“Park Your Car Now. Get Out, And Call Your Dealer!”
Stellantis is taking the rare step of telling some owners of Jeep, Dodge and Ram vehicles to park their cars immediately, and issued a formal “Do Not Drive” order for 225,000 vehicles with unrepaired Takata airbags. The National Highway Traffic Safety Admin. has documented 28 deaths and many gruesome and life altering injuries from exploding Takata airbags. Metal fragments and pieces of the dashboard could be blasted into your neck and face.
Hmm … sounds serious to me. For a little perspective, my friend Klaus Arning, who helped me bring the Mustang I.R.S. back to life, was working on airbags in the 60’s. To paraphrase, “Setting off a dynamite blast in a closed car full of women and children was quite a challenge.” All the auto manufactures were cooperating in the rush to develop a technology the Federal Government said it would soon be mandating.

The first bags were designed to catch a 200-pound man not wearing a seat belt. Hey, those were the guys doing the testing. After children in car seats and shorter women were reported being horribly killed, some decapitated, designers reduced the power.
When the design work was done, most of the American suppliers settled on using sodium azide (NaN3 ) as an inflator. The Japanese firm Takata chose ammonium nitrate, because it was cheap, and as we all know, CHEAP is the holy grail in automotive purchasing.

Ammonium nitrate mixed with a little water can explode spontaneously. Timothy McVeigh used a rental truck full of ammonium nitrate to blow up the Murrah Federal Building in Oklahoma City on 19 April, 1995.
Ammonia loves water and will get it anyway it can, even pulling it out of the air. Therein lies the rub. Ammonium nitrate has an explosion expansion ratio of about 1,000, while the expansion ratio of water turning to steam is roughly 1,600. You can see that a very small of water would increase the power of an airbag inflator by a lot. OUCH ! .
One of the axioms of physics is…everything leaks … so a car in a humid location will probably have a bag inflator with some moisture inside it. 100 million cars world wide, 67 million in the U.S. (or about 1 in 7 cars on the road) are Takata equipped.
The solution: Park your car until replacement parts are available. Takata is out of business, of course, but the 7 manufactures who chose their air bags are producing replacement parts using a different inflator chemical. It could take a while, but please keep making your car payment.

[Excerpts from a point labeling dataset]
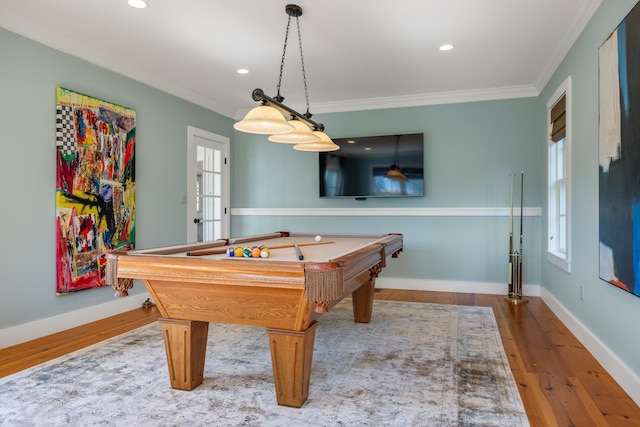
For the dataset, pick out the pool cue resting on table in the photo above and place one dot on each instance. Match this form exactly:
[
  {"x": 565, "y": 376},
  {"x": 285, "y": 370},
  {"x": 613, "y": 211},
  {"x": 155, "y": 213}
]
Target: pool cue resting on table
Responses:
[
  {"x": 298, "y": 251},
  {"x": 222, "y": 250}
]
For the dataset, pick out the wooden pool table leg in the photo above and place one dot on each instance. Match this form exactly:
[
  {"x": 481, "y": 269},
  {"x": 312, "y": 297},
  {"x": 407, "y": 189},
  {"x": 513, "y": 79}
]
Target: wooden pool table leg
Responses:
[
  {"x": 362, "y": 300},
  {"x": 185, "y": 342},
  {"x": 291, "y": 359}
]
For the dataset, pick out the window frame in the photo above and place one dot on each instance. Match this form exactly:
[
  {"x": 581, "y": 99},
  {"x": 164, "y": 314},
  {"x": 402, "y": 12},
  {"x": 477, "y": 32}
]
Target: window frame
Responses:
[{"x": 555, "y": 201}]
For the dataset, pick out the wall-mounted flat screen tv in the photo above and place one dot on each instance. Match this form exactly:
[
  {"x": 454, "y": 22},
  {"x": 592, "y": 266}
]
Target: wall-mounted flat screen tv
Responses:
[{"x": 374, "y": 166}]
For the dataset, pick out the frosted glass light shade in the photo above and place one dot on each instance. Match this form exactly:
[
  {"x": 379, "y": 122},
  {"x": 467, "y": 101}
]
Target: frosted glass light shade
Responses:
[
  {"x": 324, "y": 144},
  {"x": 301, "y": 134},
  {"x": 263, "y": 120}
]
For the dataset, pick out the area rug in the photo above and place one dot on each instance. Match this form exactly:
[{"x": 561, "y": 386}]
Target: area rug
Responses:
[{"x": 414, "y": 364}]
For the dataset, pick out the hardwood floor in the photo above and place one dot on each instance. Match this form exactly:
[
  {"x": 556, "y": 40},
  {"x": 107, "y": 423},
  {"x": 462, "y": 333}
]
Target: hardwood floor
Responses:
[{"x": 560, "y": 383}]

### Work to do
A: Transcribe the Takata airbag article word for word, everything from "Ammonium nitrate mixed" down to "lot. OUCH ! .".
B: Go on with the Takata airbag article, picking up right after its last sentence.
None of the records is needed here.

### The results
A:
Ammonium nitrate mixed with a little water can explode spontaneously. Timothy McVeigh used a rental truck full of ammonium nitrate to blow up the Murrah Federal Building in Oklahoma City on 19 April, 1995.
Ammonia loves water and will get it anyway it can, even pulling it out of the air. Therein lies the rub. Ammonium nitrate has an explosion expansion ratio of about 1,000, while the expansion ratio of water turning to steam is roughly 1,600. You can see that a very small of water would increase the power of an airbag inflator by a lot. OUCH ! .

B:
In the mid 80’s I was working for Morton Thiokol as a Facilities Engineer. Morton had about 65% of the airbag business using sodium azide. We were doing a transformer swap late one night when I saw lights on in the test lab. I went in to see what was up. One of our senior engineers was trying to get a batch of sodium azide samples to pass our test cycle.

Test samples were placed in a 3/4 inch thick stainless steel container about 3 feet in diameter and about 3 feet tall with a lid secured by spring loaded latches. That was inside a concrete cell with a blast proof window and a heavy duty chainlink fence ceiling. Above the chain link was the concrete of the second floor. That concrete was covered with deep gouges made by the the container lid when testing “overly energetic” samples.
I didn’t know the engineer well, but it was late at night, and in a conspiratorial voice he said, “Duane ,we don’t really know what these things will do.” I said we’ve been making and testing them for years. He said, “ I know, but we don’t know what they’ll do 10 or 20 or 30 years from now. A farmer who lives at the end of a ten mile long dirt road stands a good chance of having the wafers (the sodium azide is pressed into wafers about the size of a Ritz cracker and put in a holder to guarantee a uniform burn) turn into dust from the vibration on a rough road. Azide dust burns MANY times faster and hotter than we’ve designed for.” You mean if the bag goes off it could kill the farmer and his entire family I said. “EASILY, he said. Hopefully I’ll be retired before that happens.”
The DO NOT DRIVE order is more bad news for the Stellantis corporation, whose RAM pickup brand is sitting on a 460 day supply of trucks, while their competitor Chevy Colorado has the opposite problem, a 19 day supply …a 70 day supply is considered healthy.

A solution would be stop requiring air bags.
Some SUVs now have 10 (!) airbags that all go off at once. They decrease the chances of injury by 10% over just a 3-point seat belt. Many accidents are multiple impact events, car hits curb, airbags goes off, then car hits tree and rolls.The air bags are of no help in numbers 2 and 3. In fact they could decrease your chances. If you and your family hadn’t just been hit in the face with 10 sledge hammers and you could have possibly avoided that damn tree.
How about we make all the government required “safety” features optional. No “lane assist,” no stop/start, no electronic stability control, no cameras, no tire pressure monitoring, no anti-lock braking, no automatic emergency braking, no blind spot detection, no computers that can only be programed by the dealer. These government-mandated safety features raise the cost of a new car by thousands, and they have the power to kill you and your entire family.
Please form two orderly lines, Product Liability lawyers to my left. Personal Injury lawyers to my right.
Feeding time will commence shortly.
Thanks for listening.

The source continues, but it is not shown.